▶ Aufgaben:
**a)** Gib aus dem Interview zur Neoscope den Teil wortgetreu wieder, beginnend bei "Andi: Genau, damit" und endend bei "fanden wir schnell.".
**b)** Beantworte anhand des Interviews zur Neoscope diese Fragen:
(i) Mit wem wollte man ursprünglich zusammenarbeiten?
(ii) Von wem hat Daniel erfahren, dass Zofingen einen Helden gesucht hatte?
(iii) Worauf freut sich Daniel nach Jahren endlich wieder?

▶ Textabschnitt:
##############################
Nebst Rhythmus und Klang wird an der Neoscope auch mit den gesellschaftlichen Strukturen gespielt. Wie kann man solch umfassende Themen denn in Klänge fassen?
Daniel: Wir gingen dies relativ spontan an – wir machten, was uns Spass macht und was wir können. Andi beispielsweise ist ja der King Of Trash.
Andi: Genau, der King of Trash, der keinen Trash mehr macht. Bei diesem Projekt arbeiteten sind wir sehr frei, experimentell und situativ vorgegangen. Ein bisschen wie früher zu den trashigen Zeiten.
Daniel: Und da die Musiker von Andi nur den Rahmen erklärt erhielten und kein Bildmaterial, war alles sehr frei und offen. Interessanterweise harmonieren die Ergebnisse nun verdammt gut.
Wie kam die Zusammenarbeit mit Alessandro Gianelli und Roger Odermatt zustande?
Andi: Der ursprüngliche Wunsch war, mit Egopusher zusammenzuarbeiten. Doch da dies leider nicht klappte, wurden Roger und Alessandro an einem Auftritt im Oxil angefragt und beide waren sofort dabei. Das Tolle daran ist ja, dass beide einen Zofinger Hintergrund haben – was ideal war, da uns etwas Zeitgemässes und Lokales vorschwebte.
Ihr plant für die Vernissage eine multimediale Inszenierung mit Bezug zur Thut-Sage. Wie wichtig ist für euch die heimische Geschichte?
Daniel: Das hat sich mehr oder weniger so ergeben. Die Figur des Thut ist sehr diffus und wird in einer künstlerischen Freiheit dargestellt. So wie sie auf dem Brunnen steht, hat sie wohl nicht existiert. Vom Museumsleiter Urs Siegrist habe ich erfahren, dass Zofingen einen Helden gesucht hatte – aber die Figur ist offen und man sollte nicht zu viel Respekt vor einer erfundenen Geschichte zeigen.
Andi: Genau, damit haben wir dann gespielt und die vorhandenen Grenzen weiter zu entwickeln und auszuschmücken versucht. Wir sahen die Geschichte als Spielwiese, aus der wir gewisse Elemente verwendet und verändert haben.
Daniel: Der Humor darf natürlich auch nicht zu kurz kommen. Schon beim Arbeitsprozess war es sehr unterhaltsam, und den lockeren Umgang fanden wir schnell.
Ihr arbeitet beide mit unterschiedlichen Materialen. Was gefällt euch am besten?
Daniel: Das kann ich so direkt nicht sagen, es ist immer abhängig von der Phase. In letzter Zeit habe ich viel mit Installationen gearbeitet, was auch immer mehr Vorbereitungen und Budget benötigt. Darum freue ich mich sehr darauf, nach Jahren endlich wieder zu malen.
##############################
▶ Bereitgestelltes Material:
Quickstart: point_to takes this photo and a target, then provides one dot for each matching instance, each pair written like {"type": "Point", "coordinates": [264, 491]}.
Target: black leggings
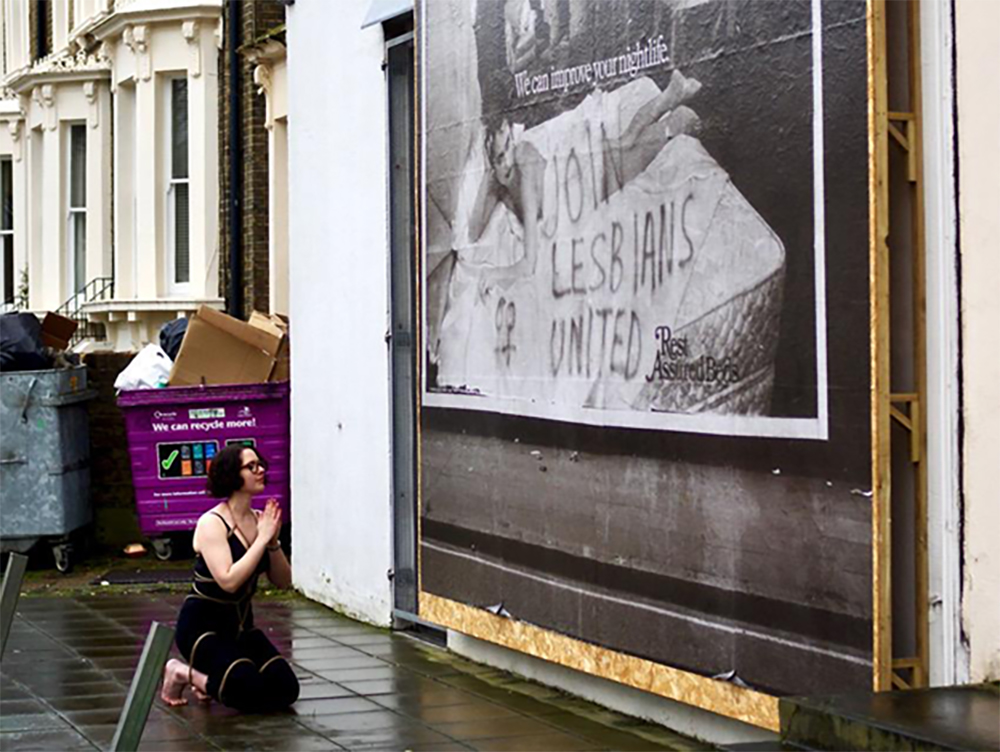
##############################
▶ Antworten pro Aufgabe:
**a)**
Andi: Genau, damit haben wir dann gespielt und die vorhandenen Grenzen weiter zu entwickeln und auszuschmücken versucht. Wir sahen die Geschichte als Spielwiese, aus der wir gewisse Elemente verwendet und verändert haben.
Daniel: Der Humor darf natürlich auch nicht zu kurz kommen. Schon beim Arbeitsprozess war es sehr unterhaltsam, und den lockeren Umgang fanden wir schnell.

**b)**
(i) Mit Egopusher.
(ii) Vom Museumsleiter Urs Siegrist.
(iii) Darauf, wieder zu malen.